» Reading text
>> Begin
Moreover, NIST defines Intrusion prevention system (IPS) as the process of performing intrusion detection and attempting to stop detected possible incidents, which means IPS is active IDS which performs all IDS activity and try to stop intrusions, in this paper IDPS short will be interchangeable with the shorts IDS and IPS. IDPS methodologies used by IDPSs can be categorized into: • Misuse-based, (also denoted as signature-based) search for predefined patterns, or signatures, within the captured data. This methodology is very effective in detecting predefined threats and have small number of false positive alert, but this methodology has no ability to detect new threats or undefined one. • Anomaly-based, in this methodology, normal behavior of the target system defined, and generate anomaly alert whenever any deviation is detected, usually anomaly-based IDSP suffer from high number of false positive alert. • Strict Anomaly Detection, Sasha and Beetle firstly introduce Strict Anomaly Detection in 2000 [14], its attack detection methodology which detect any violation of system rules, “not use” is alternative name for it, the best use of strict anomaly detection in environments where legmate activities is well define[15 FSM].

2 Related Work NDP is stateless and lack of authentication which expose it to attacks [16-19], even the original design include IPsec within IPv6 to secure it, however IPsec needs manual configuration which make it limited to small network with known hosts[20]. Solutions proposed to overcome NDP limitation due the lack of authentication can be divided according to main purpose: securing NDP and monitoring NDP which are IDPS, for securing NDP, most common solutions made changes on the original design of the protocol which increase the complexity of the protocol. On the other hand, IDPS solutions intend to monitor the NDP without any modification to original design of the protocol, these approaches detects any violation of predefined normal behavior of the protocol, alert system administrators and try to stop intruders. SEND [21] and Cryptographically Generated Address CGAs [22] are examples of securing NDP, these solutions are the best choice for securing IPv6 networks where is IPsec found to be an impractical choice. However, SEND and CGA has not been widely implemented or deployed due to high complexity and issues reportedly holding back some vendors are intellectual property claims and licensing terms CGAs [20]. Another example, [23] proposed the use of digital signature to secure IPv6 neighbor discovery protocol which has less complexly than CGA, however, the proposed solution cannot detect DAD and NUD attacks. [24] Propose highly randomized technique for address generation that safeguards node’s privacy and asserts address uniqueness on the link. The main limitation of solution proposed to secure NDP is the overhead the complexity increasing of the protocol, by adding extra functions, as compared with IDPS solutions which didn’t change or increase the complexity of NDP, the main role

of these solutions is to alert system administrator of any violation of NDP normal behavioral. There is two types of monitoring solutions: passive and active mechanism which generate extra packets for additional analysis. NDPmon [25] is example of passive mechanism which tracks changes in MAC-IP pairings; any changes triggers alerts to system administrator. The main drawback is, training face must be free of any compromised node, otherwise the whole detection processes fails. Another example, [15] built a finite state machine that model the normal behavioral of NDP, and use Strict Anomaly Detection to detect any violation. On the other hand, active mechanism [26, 27] uses probe packets for additional observations. [28] Uses Multicast Listener Discovery (MLD) probing to reduce the traffic, while [29] propose a host-based IDPS which verified any changes made on its neighbor cache by sending NS probes. Main limitation of active technique is the generated over head traffic which can used by the attacks to perform DoS attacks by flooding the nodes with fake MAC-IP address pairs.
>> End
» Directive A
In the entries, start at the line containing "For each instance of the person wading" and end with the line containing "(1059, 809)". Reproduce every line in that span, requests included, and shift each point coordinate by adding 39 to both of its numbers.
The reading text and the entries are unrelated material.

Raw records:
>> Begin
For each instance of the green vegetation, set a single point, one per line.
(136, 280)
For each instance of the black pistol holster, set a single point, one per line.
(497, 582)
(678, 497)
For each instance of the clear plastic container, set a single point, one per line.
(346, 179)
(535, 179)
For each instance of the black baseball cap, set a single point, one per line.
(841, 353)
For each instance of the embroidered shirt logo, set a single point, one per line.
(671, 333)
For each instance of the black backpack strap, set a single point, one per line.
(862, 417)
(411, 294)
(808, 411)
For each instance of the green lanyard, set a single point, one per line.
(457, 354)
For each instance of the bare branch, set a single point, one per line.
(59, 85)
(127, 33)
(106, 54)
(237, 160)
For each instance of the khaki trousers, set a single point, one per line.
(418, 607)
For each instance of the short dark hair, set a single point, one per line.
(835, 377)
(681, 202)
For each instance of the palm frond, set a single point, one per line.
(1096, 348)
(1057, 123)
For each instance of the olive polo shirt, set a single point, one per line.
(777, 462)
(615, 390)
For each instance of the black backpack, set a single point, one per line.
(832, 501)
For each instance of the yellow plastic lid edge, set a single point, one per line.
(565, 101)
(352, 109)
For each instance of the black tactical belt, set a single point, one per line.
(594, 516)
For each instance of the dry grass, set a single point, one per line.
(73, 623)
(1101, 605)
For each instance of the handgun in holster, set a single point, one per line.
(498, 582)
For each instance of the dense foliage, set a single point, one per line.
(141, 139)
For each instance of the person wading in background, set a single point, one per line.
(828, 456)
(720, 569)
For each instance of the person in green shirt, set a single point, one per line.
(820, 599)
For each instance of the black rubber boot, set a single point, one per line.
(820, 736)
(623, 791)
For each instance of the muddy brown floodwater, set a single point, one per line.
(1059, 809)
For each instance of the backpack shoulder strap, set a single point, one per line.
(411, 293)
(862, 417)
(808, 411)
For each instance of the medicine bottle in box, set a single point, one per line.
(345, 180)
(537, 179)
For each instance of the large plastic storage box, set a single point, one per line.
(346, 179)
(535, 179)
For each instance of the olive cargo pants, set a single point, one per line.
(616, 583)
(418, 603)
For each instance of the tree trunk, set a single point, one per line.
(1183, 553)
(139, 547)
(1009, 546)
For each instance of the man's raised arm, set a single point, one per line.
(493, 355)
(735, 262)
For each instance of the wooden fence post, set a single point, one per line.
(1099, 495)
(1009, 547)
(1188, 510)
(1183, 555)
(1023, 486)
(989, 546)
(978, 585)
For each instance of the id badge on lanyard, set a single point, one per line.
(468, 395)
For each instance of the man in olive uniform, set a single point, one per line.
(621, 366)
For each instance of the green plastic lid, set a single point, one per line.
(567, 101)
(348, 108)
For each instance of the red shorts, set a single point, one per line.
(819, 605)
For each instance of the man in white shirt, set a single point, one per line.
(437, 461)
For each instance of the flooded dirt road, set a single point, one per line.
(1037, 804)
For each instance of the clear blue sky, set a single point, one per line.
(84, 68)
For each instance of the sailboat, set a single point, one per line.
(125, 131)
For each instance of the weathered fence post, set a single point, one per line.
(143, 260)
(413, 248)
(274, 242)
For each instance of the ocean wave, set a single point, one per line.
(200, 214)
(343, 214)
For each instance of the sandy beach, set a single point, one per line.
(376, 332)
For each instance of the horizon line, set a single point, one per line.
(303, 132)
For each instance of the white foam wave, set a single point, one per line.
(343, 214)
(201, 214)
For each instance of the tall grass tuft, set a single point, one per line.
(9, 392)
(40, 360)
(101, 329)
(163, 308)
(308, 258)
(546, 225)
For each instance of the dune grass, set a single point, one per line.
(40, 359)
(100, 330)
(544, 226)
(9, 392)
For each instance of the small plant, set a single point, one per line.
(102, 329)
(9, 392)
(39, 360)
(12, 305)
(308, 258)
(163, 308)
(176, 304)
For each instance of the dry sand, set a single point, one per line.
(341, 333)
>> End
» Directive B
Answer these questions from the reading text:
(i) Who first introduced Strict Anomaly Detection, and in what year?
(ii) What does NDPmon track?
(iii) What does the approach cited as [28] use to reduce traffic?

» Output A
For each instance of the person wading in background, set a single point, one per line.
(867, 495)
(759, 608)
For each instance of the person in green shirt, set a single point, one per line.
(859, 638)
For each instance of the black rubber boot, set a single point, one per line.
(859, 775)
(662, 830)
For each instance of the muddy brown floodwater, set a single point, one per line.
(1098, 848)

» Output B
(i) Sasha and Beetle, in 2000.
(ii) Changes in MAC-IP pairings.
(iii) Multicast Listener Discovery (MLD) probing.